▸ Aim a
Please read the pipeline text below and say in what year the regulations on controlling vegetation under power lines were tightened further.

▸ Text section
↓↓↓

Pipeline with pollinator flowers

The pipeline corridor was planted with a meadow mixture for pollinators. (Pennsylvania Game Commission)

No one particularly likes electric transmission lines and gas pipelines marching through communities and fragmenting forests. But some believe these linear strips collectively offer the last best hope for fostering fast-disappearing pollinator insects and grassland birds.

Spurred on by a more environmentally attuned public, as well as stockholders and the promise of saving money, more utilities and pipeline companies are grooming the tens of thousands of miles of rights of way in Chesapeake Bay drainage states to benefit wildlife and increase biodiversity.

The conventional practice of maintaining ground under power lines and over pipelines as close-cropped grass, with weeds controlled by mowing and heavy doses of herbicides, is getting an overhaul.

Federal law has long required controlling vegetation under power lines, and regulations were tightened further in 2003, after a widespread power failure in the northeastern U.S. and Canada — at least partly caused, investigators said, by improperly managed tree growth in rights of way. Gas pipeline rights of way must also have low-growing vegetation to keep an open line of sight for spotting gas leaks.

↑↑↑

▸ Aim b
Locate each line in the listing below that contains the string "trunk", and copy those lines.

▸ Records shown
↓↓↓

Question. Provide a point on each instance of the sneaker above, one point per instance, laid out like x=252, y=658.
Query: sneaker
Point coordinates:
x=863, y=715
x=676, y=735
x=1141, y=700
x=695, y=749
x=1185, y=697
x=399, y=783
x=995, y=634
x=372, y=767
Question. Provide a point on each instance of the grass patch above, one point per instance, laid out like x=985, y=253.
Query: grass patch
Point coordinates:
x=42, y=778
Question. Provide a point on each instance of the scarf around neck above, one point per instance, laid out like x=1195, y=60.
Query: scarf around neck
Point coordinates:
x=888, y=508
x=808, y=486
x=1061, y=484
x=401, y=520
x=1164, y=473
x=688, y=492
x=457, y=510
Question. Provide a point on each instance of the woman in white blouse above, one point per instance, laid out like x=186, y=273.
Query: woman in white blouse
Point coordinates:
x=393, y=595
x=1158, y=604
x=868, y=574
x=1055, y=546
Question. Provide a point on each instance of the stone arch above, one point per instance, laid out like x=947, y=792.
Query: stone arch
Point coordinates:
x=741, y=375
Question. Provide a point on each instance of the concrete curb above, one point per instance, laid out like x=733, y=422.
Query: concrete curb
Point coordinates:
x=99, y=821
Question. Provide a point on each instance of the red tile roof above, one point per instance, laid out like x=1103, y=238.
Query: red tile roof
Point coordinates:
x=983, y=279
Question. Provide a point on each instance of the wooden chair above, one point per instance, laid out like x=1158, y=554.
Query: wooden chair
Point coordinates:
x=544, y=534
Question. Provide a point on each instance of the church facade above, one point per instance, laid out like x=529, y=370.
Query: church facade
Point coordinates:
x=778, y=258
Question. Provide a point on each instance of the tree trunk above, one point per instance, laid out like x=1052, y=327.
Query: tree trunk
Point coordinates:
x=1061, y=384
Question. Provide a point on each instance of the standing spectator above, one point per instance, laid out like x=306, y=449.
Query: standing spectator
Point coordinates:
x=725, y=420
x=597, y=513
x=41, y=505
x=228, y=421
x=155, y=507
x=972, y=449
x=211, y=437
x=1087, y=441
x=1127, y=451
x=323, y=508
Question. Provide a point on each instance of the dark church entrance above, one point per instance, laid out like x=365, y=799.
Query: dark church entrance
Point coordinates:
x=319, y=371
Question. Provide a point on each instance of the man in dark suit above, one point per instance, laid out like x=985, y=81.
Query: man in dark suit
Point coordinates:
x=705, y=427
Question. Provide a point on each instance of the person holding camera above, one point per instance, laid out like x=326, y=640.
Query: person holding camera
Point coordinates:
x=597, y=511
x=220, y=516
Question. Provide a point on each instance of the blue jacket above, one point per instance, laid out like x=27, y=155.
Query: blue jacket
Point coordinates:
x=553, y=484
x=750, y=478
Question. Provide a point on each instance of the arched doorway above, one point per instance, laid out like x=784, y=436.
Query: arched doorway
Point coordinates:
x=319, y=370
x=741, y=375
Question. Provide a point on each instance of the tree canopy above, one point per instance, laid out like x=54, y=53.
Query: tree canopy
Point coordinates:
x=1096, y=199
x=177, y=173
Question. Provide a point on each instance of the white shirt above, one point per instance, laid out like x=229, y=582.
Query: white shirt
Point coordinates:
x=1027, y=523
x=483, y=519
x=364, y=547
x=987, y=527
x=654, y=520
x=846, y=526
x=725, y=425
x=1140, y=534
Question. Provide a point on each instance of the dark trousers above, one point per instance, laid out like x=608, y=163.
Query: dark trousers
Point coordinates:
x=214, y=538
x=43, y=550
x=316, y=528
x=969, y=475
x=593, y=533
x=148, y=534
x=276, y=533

↑↑↑

▸ Output a
2003

▸ Output b
Question. Provide a point on each instance of the tree trunk above, one point per instance, laid out like x=1052, y=327.
Query: tree trunk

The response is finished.